Records from a dataset:
..............................

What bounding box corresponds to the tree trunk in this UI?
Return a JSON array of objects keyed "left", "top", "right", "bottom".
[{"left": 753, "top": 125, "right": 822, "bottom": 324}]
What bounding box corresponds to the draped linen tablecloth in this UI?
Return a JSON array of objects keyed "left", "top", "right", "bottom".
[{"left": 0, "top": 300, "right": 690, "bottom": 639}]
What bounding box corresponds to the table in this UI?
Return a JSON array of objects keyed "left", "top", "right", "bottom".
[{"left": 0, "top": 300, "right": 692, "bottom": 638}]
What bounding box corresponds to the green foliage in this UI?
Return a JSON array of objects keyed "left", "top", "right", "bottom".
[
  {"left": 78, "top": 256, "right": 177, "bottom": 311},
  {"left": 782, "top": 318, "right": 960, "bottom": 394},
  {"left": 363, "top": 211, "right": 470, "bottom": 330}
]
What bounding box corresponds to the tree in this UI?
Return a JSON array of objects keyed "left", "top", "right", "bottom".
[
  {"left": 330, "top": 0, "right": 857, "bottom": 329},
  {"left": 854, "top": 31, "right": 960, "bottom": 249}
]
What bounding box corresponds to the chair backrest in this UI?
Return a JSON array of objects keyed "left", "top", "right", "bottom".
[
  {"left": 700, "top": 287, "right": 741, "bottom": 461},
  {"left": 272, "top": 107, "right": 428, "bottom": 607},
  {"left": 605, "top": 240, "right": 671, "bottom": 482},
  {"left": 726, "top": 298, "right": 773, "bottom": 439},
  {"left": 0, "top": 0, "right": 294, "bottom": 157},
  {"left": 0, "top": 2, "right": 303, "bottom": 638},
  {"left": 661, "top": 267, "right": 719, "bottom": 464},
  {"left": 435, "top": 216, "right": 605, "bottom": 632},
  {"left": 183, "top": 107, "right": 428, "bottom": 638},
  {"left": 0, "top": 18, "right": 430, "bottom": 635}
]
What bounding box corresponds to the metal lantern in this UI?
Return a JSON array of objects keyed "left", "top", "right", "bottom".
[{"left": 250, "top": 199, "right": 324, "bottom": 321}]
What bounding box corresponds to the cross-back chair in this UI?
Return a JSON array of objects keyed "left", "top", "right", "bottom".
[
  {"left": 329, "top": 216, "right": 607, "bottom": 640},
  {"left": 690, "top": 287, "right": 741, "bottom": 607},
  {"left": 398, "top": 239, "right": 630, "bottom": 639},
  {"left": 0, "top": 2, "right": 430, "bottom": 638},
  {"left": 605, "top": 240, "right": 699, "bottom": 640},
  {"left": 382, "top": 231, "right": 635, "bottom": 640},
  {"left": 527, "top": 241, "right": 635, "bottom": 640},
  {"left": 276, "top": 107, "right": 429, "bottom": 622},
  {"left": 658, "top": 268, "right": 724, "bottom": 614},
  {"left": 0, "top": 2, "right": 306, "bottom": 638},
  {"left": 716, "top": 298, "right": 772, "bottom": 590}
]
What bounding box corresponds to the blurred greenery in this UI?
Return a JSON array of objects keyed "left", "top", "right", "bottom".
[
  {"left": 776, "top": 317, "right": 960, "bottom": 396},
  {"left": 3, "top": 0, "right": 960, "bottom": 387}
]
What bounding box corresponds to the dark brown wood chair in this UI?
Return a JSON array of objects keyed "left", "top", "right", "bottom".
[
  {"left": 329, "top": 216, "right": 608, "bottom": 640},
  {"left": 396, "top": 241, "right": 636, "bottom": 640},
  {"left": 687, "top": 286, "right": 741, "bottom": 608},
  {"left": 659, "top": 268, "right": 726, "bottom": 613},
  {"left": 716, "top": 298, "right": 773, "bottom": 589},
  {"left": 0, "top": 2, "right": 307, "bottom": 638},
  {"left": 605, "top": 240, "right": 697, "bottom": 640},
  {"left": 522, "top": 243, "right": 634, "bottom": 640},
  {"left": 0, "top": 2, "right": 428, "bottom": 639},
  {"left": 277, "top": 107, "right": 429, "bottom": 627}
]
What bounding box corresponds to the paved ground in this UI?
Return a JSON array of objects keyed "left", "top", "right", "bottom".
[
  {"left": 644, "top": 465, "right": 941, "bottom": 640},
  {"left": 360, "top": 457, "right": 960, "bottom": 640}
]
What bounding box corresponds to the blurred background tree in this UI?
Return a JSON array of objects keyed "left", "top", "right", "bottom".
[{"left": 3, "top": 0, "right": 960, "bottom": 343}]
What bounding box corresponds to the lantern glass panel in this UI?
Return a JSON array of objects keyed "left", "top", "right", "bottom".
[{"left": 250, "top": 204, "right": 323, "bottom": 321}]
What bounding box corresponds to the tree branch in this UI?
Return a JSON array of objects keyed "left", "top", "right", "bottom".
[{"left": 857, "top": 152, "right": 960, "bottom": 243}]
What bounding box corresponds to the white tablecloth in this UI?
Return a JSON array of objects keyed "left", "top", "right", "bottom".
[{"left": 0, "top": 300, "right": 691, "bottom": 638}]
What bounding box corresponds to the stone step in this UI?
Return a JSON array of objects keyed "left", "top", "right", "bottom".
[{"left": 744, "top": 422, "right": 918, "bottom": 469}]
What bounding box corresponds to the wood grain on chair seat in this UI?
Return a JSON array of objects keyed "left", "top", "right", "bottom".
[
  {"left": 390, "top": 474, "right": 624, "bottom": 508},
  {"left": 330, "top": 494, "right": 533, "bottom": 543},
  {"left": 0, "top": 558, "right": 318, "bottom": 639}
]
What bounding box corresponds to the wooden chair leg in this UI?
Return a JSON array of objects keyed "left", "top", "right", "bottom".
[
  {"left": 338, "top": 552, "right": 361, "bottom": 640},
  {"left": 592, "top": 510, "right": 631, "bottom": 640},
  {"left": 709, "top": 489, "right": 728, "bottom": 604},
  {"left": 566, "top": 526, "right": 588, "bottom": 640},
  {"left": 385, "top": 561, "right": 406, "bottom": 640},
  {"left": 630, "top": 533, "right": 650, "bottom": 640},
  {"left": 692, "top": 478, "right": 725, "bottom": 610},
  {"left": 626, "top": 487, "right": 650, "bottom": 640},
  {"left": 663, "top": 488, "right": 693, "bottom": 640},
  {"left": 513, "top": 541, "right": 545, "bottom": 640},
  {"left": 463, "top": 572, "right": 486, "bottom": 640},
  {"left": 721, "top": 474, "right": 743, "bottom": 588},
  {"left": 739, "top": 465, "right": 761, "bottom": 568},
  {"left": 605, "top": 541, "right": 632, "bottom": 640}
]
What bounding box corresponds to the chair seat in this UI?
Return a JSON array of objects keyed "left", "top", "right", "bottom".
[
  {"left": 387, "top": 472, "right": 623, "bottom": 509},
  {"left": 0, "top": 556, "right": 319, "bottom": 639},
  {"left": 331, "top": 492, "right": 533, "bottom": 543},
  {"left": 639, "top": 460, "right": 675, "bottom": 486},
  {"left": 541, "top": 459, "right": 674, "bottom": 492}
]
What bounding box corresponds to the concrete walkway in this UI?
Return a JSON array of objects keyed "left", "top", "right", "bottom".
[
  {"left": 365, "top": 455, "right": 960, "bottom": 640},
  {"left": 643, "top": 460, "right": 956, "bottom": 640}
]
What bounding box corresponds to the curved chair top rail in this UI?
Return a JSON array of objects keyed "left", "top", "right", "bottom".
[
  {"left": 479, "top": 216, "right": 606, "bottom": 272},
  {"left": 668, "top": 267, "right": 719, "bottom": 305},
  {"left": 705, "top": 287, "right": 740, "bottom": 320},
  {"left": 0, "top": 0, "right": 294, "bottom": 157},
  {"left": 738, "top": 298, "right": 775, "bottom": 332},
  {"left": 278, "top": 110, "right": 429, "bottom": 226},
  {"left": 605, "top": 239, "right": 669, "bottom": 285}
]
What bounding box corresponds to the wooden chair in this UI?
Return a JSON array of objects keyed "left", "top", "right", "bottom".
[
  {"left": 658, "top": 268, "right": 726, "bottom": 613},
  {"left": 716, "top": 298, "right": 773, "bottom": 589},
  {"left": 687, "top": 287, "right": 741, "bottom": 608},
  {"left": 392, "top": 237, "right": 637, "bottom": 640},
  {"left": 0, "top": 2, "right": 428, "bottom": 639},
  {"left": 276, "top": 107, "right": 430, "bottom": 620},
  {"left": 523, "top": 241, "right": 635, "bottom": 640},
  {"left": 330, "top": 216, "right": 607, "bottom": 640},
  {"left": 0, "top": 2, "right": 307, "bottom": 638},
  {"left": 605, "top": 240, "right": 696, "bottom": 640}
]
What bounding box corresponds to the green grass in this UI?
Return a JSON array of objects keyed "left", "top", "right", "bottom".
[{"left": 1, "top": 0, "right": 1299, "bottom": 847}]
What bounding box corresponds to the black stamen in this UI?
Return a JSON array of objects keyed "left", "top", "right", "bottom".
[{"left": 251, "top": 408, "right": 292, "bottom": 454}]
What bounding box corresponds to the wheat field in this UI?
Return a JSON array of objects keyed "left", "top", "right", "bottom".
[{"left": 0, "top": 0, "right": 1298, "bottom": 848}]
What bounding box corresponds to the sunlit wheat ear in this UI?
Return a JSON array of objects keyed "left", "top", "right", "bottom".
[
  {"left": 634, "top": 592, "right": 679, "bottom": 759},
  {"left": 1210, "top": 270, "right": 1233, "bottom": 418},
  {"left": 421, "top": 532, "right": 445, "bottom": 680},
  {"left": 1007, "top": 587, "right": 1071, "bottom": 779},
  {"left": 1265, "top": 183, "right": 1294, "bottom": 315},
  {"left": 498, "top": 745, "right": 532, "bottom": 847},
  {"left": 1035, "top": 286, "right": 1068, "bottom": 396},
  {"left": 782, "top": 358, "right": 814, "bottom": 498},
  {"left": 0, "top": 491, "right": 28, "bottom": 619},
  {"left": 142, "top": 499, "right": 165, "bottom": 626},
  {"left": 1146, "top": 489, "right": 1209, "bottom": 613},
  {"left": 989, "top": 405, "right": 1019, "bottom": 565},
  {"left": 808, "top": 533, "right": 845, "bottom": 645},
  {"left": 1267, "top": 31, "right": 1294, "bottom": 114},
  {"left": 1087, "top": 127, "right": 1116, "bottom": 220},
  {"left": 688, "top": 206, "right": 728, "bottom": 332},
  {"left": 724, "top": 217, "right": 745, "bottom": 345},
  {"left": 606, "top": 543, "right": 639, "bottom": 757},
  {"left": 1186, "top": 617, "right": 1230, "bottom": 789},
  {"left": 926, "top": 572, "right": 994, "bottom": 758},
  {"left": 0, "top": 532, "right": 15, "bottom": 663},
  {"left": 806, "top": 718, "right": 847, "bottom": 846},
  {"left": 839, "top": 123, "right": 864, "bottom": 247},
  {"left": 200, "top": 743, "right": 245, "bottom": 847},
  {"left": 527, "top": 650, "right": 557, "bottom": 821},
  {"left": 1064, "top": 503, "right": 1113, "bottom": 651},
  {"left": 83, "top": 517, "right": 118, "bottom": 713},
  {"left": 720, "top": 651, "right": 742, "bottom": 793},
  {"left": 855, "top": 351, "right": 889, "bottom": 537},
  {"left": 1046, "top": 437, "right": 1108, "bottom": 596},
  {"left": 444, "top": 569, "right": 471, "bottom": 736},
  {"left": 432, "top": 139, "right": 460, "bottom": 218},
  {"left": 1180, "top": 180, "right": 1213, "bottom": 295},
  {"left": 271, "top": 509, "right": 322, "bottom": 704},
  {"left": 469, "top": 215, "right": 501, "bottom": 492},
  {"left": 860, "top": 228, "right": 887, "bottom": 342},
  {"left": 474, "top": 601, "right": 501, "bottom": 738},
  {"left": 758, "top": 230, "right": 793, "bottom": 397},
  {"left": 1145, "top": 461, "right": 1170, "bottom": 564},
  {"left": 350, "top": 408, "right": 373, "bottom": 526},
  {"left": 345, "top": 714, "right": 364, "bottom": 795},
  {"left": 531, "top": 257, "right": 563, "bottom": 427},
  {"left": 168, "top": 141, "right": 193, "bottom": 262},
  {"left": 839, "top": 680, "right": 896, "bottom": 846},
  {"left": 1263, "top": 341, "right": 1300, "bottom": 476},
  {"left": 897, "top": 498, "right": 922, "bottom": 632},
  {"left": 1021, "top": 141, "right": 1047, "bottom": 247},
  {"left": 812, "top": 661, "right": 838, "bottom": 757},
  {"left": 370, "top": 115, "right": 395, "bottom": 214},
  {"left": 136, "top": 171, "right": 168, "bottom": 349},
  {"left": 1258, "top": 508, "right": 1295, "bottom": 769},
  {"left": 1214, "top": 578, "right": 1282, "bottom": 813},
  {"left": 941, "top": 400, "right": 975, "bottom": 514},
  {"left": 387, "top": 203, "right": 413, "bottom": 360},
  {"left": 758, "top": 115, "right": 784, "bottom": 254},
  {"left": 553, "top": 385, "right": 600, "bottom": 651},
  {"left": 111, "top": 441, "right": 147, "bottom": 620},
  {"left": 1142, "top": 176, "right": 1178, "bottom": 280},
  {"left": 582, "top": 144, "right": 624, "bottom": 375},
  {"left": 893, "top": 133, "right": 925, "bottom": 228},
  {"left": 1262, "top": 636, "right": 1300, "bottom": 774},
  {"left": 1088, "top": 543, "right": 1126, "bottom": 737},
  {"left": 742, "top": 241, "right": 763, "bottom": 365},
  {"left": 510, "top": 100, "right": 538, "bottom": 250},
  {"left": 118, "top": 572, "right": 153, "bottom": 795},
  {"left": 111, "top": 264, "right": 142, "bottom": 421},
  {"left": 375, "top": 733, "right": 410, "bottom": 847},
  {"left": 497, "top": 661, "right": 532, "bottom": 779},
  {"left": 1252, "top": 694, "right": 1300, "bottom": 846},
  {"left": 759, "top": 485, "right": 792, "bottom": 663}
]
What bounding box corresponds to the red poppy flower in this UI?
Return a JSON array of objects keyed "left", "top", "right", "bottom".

..............................

Output the data exactly, from the first line through the line that holds "What bounding box corresponds to the table", so that no later line appears.

> [SOLUTION TO THIS TASK]:
What bounding box corresponds to the tree trunk in this UI?
Return a JSON array of objects keyed "left", "top", "right", "bottom".
[{"left": 753, "top": 125, "right": 822, "bottom": 324}]
What bounding box corresponds to the draped linen tablecloth in this UI?
Return a JSON array of objects keyed "left", "top", "right", "bottom".
[{"left": 0, "top": 300, "right": 690, "bottom": 639}]
What bounding box corresponds to the table in this UI?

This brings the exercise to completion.